── EXCERPTED RECORDS ──

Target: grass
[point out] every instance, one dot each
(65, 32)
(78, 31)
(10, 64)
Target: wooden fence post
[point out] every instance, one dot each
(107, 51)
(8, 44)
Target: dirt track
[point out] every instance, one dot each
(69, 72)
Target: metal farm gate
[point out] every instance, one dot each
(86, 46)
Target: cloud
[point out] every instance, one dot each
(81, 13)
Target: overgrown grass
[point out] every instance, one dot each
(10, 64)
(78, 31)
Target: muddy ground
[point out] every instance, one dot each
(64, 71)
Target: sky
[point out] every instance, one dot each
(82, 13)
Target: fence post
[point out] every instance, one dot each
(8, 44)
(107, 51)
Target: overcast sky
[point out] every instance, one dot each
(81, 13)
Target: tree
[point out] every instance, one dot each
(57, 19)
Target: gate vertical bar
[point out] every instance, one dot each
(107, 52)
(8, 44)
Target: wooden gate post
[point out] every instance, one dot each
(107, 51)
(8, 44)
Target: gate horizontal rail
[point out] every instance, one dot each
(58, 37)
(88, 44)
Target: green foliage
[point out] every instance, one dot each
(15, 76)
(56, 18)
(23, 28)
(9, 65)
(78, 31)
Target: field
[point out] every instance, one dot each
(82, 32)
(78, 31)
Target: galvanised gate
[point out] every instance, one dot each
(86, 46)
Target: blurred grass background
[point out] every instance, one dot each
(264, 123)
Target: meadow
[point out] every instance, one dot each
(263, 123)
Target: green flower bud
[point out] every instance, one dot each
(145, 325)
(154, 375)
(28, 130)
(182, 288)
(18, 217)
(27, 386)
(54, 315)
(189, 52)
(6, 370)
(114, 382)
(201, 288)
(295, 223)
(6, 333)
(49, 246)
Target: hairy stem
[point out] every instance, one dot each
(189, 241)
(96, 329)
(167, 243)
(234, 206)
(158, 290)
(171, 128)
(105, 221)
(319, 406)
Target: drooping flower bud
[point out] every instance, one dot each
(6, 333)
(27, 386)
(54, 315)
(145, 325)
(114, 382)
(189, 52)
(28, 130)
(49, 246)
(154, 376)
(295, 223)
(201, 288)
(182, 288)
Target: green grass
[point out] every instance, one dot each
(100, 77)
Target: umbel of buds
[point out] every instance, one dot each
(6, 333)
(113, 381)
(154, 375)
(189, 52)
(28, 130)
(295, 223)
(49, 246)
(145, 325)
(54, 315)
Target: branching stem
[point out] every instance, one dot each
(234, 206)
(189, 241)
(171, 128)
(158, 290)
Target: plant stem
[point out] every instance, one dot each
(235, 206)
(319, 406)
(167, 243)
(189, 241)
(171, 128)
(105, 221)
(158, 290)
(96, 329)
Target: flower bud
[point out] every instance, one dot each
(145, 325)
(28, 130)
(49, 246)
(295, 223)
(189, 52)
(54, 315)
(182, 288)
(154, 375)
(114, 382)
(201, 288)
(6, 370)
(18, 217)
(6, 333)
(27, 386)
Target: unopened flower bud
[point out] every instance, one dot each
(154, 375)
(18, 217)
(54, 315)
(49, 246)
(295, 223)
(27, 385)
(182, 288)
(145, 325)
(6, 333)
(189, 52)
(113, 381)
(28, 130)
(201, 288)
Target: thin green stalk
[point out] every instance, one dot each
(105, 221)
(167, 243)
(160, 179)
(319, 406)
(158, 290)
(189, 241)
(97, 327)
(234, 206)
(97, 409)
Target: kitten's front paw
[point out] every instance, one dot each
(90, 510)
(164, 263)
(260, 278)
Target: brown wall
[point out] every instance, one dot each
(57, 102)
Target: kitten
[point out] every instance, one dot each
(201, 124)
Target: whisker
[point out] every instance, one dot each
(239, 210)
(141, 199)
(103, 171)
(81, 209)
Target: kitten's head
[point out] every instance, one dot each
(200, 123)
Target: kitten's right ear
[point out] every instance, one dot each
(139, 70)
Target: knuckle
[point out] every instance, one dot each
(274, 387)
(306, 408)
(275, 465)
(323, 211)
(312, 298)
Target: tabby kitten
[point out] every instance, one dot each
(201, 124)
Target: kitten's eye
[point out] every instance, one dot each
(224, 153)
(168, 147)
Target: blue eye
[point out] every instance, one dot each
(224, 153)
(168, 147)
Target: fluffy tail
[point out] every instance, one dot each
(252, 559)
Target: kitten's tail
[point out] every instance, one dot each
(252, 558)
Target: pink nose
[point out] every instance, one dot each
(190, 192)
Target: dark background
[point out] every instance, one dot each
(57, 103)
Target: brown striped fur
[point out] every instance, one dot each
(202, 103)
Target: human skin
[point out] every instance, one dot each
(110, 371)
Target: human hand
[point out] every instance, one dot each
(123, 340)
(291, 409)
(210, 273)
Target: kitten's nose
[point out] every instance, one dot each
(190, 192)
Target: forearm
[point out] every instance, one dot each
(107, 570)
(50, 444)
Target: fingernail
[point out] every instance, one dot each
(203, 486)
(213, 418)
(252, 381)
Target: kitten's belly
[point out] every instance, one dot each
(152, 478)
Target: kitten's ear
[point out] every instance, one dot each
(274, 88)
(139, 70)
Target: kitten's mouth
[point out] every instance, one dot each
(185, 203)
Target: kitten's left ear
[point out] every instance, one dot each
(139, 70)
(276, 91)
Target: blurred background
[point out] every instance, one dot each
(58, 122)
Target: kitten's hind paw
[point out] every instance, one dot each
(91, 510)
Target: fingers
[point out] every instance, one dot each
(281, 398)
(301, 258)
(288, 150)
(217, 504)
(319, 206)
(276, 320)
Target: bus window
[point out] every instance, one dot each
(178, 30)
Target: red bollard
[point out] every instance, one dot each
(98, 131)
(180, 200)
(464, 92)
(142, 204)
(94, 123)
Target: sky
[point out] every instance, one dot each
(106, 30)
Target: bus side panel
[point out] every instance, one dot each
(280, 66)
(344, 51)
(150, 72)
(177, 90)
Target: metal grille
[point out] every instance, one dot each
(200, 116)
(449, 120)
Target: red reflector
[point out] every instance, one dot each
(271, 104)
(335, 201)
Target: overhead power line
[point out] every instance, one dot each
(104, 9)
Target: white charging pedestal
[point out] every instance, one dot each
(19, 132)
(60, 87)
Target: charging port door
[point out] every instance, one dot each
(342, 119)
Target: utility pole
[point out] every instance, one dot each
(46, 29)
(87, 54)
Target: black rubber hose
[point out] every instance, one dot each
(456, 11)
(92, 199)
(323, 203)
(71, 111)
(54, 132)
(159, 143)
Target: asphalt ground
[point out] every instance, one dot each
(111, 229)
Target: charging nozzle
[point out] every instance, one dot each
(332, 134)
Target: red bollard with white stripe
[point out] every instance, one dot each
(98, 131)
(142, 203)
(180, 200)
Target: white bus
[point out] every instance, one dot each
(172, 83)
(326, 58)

───

TASK DESCRIPTION
Reproduce every item above with "Target" renamed to "Object" throughout, changing nothing else.

TASK ANSWER
Object: grass
[point out] every instance, one dot each
(65, 32)
(78, 31)
(10, 64)
Object: wooden fence post
[point out] every instance, one dot each
(107, 51)
(8, 44)
Object: dirt track
[point out] every instance, one dot each
(69, 72)
Object: metal farm gate
[point out] every instance, one dot each
(86, 46)
Object: cloud
[point out] every instance, one dot each
(81, 13)
Object: overgrown grass
[point out] every instance, one dot each
(10, 64)
(78, 31)
Object: muddy ground
[point out] every instance, one dot each
(64, 71)
Object: sky
[point out] every instance, one dot each
(82, 13)
Object: fence post
[point out] every instance, one dot each
(8, 44)
(107, 51)
Object: overcast sky
[point out] every instance, one dot each
(81, 13)
Object: tree
[point out] every instance, one dot each
(57, 19)
Object: gate vertical bar
[point out] every instance, one dot each
(107, 52)
(8, 44)
Object: wooden gate post
[point out] every instance, one dot each
(107, 51)
(8, 44)
Object: gate horizontal rail
[point out] every instance, one dot each
(58, 37)
(88, 44)
Object: green foliage
[point out] every instance, one dot each
(15, 76)
(56, 18)
(23, 28)
(9, 65)
(78, 31)
Object: field
[point out] every instance, one dot each
(82, 32)
(78, 31)
Object: galvanised gate
[point out] every instance, one dot each
(86, 46)
Object: blurred grass background
[point out] every instance, one dot each
(264, 123)
Object: meadow
[point out] every instance, one dot each
(263, 123)
Object: green flower bud
[point out] every instance, one dot each
(145, 325)
(154, 375)
(28, 130)
(182, 288)
(18, 217)
(27, 386)
(54, 315)
(189, 52)
(6, 370)
(114, 382)
(201, 288)
(295, 223)
(6, 333)
(49, 246)
Object: hairy stem
[point out] every instance, one dot each
(189, 241)
(96, 329)
(167, 243)
(234, 206)
(158, 290)
(171, 128)
(105, 221)
(319, 406)
Object: drooping flower bud
[point out] every instance, one dot each
(6, 333)
(27, 386)
(54, 315)
(145, 325)
(114, 382)
(189, 52)
(28, 130)
(49, 246)
(154, 376)
(295, 223)
(201, 288)
(182, 288)
Object: green grass
[point out] every instance, one dot each
(100, 77)
Object: umbel of buds
[point out] every instance, one dot each
(6, 333)
(113, 381)
(154, 375)
(189, 52)
(28, 130)
(295, 223)
(49, 246)
(145, 325)
(54, 315)
Object: branching stem
[point out] every instance, one dot each
(234, 206)
(189, 241)
(171, 128)
(158, 290)
Object: plant stem
[point out] every instance, one dot each
(235, 206)
(319, 406)
(167, 243)
(189, 241)
(171, 128)
(105, 221)
(158, 290)
(96, 329)
Object: flower bud
[point out] every instance, one dot each
(145, 325)
(28, 130)
(49, 246)
(295, 223)
(189, 52)
(54, 315)
(182, 288)
(154, 375)
(114, 382)
(201, 288)
(6, 370)
(18, 217)
(6, 333)
(27, 386)
Object: unopened flower bud
[point out] every instance, one dot each
(154, 375)
(18, 217)
(54, 315)
(49, 246)
(295, 223)
(27, 385)
(182, 288)
(145, 325)
(6, 333)
(189, 52)
(113, 381)
(28, 130)
(201, 288)
Object: thin green stalk
[point out] every instance, one dot each
(105, 221)
(167, 243)
(160, 179)
(319, 406)
(158, 290)
(189, 241)
(97, 327)
(234, 206)
(97, 409)
Object: kitten's front paw
[point out] every instance, one dot each
(90, 510)
(164, 263)
(260, 278)
Object: brown wall
[point out] every instance, one dot each
(57, 102)
Object: kitten
[point out] every instance, one dot each
(201, 124)
Object: whisker
[point out] every instance, one dot each
(239, 210)
(141, 199)
(103, 171)
(81, 209)
Object: kitten's head
[point out] every instance, one dot each
(200, 123)
Object: kitten's right ear
[point out] every instance, one dot each
(139, 70)
Object: knuckle
[point out] every instance, one dot each
(274, 387)
(306, 408)
(275, 465)
(323, 211)
(312, 298)
Object: tabby kitten
[point out] every instance, one dot each
(201, 124)
Object: kitten's eye
[point out] every instance, one dot each
(224, 153)
(168, 147)
Object: blue eye
[point out] every instance, one dot each
(224, 153)
(168, 147)
Object: fluffy tail
[point out] every instance, one dot each
(252, 559)
Object: kitten's tail
[point out] every instance, one dot each
(252, 558)
Object: pink nose
[point out] every instance, one dot each
(190, 192)
Object: dark background
[point out] every instance, one dot each
(57, 103)
Object: brown striped fur
[point out] every instance, one dot each
(202, 103)
Object: human skin
[point out] every instance, one dot each
(110, 371)
Object: human hand
[point out] every instance, one dot each
(123, 340)
(291, 409)
(210, 273)
Object: kitten's nose
[point out] every instance, one dot each
(190, 192)
Object: forearm
[point out] every instance, one dot each
(107, 570)
(50, 444)
Object: fingernail
[point out] every instance, one dot each
(203, 486)
(213, 418)
(252, 381)
Object: kitten's belly
[point out] every instance, one dot each
(152, 478)
Object: kitten's ear
[point out] every instance, one dot each
(274, 88)
(139, 70)
Object: kitten's mouth
[point out] every instance, one dot each
(185, 203)
Object: kitten's left ear
[point out] every instance, one dot each
(139, 70)
(276, 91)
Object: blurred background
[point out] every instance, one dot each
(58, 122)
Object: kitten's hind paw
[point out] every instance, one dot each
(91, 510)
Object: fingers
[point out] every instance, one dot each
(281, 398)
(301, 258)
(288, 150)
(217, 504)
(319, 206)
(276, 320)
Object: bus window
[point out] every instance, one dot each
(178, 30)
Object: red bollard
[point out] every instance, one dot each
(98, 131)
(180, 200)
(464, 92)
(142, 204)
(94, 123)
Object: sky
[point out] every instance, one dot each
(106, 30)
Object: bus side panel
[point out] every instance, one dot each
(280, 66)
(344, 51)
(150, 72)
(177, 90)
Object: metal grille
[point out] every instance, one dot each
(200, 116)
(449, 120)
Object: red reflector
[point out] every instance, one dot each
(271, 104)
(335, 201)
Object: overhead power line
[point out] every instance, one dot each
(104, 9)
Object: white charging pedestal
[point out] every instance, one dot each
(19, 132)
(60, 87)
Object: charging port door
[point out] every instance, one dot each
(342, 119)
Object: utility pole
[point out] every instance, one dot each
(46, 29)
(87, 54)
Object: black rubber hose
[point out] every instance, one dot each
(456, 11)
(92, 199)
(323, 203)
(71, 111)
(54, 132)
(159, 143)
Object: asphalt ground
[point out] every instance, one dot each
(111, 229)
Object: charging nozzle
[point out] every instance, one dot each
(332, 134)
Object: red bollard with white stripe
[point out] every instance, one dot each
(98, 131)
(142, 203)
(180, 200)
Object: white bus
[point out] every instance, one dot each
(172, 83)
(326, 58)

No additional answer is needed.